# Directions for this task
Copy, word for word, the lines of the entries below between the one with "This visual asset is supposed to feature the door" and the one with "This visual asset is supposed to feature the kitchen", inclusive, and leave out everything else.

# Data shown
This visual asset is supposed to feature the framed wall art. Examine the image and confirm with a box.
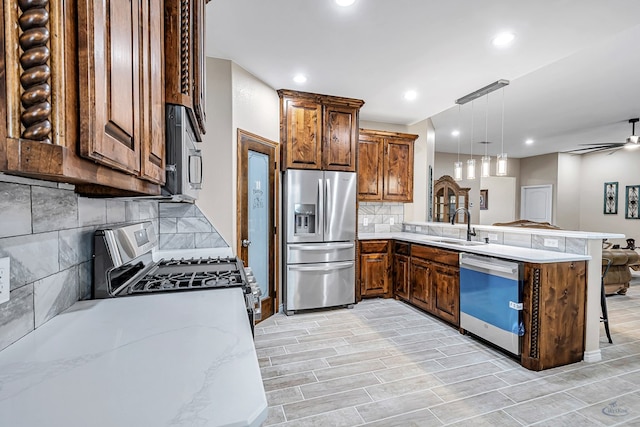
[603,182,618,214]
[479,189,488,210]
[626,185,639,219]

* * *

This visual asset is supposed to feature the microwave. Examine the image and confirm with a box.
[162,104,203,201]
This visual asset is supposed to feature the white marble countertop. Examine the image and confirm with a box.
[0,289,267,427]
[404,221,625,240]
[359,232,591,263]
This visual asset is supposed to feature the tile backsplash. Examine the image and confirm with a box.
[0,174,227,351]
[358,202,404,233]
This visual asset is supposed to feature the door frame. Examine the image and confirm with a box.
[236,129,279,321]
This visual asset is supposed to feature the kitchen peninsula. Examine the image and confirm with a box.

...

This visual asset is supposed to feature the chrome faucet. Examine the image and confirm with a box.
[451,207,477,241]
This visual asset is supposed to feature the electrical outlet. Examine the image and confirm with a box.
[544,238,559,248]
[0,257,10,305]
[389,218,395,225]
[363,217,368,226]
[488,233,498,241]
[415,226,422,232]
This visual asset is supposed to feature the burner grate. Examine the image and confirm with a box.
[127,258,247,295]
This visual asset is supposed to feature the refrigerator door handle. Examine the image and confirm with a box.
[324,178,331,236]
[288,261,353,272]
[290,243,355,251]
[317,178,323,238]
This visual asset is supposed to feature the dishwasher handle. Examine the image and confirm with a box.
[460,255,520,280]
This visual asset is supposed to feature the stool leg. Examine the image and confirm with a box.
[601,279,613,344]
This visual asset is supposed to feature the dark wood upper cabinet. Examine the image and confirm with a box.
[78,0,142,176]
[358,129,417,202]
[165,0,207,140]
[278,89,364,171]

# Answer to the exercise
This visual asset is supposed to feature the door frame. Examine the image and confirm with a box.
[236,129,279,321]
This visual asset is supposed to feature the kitchen peninsula. Examine the image and confirm with a box.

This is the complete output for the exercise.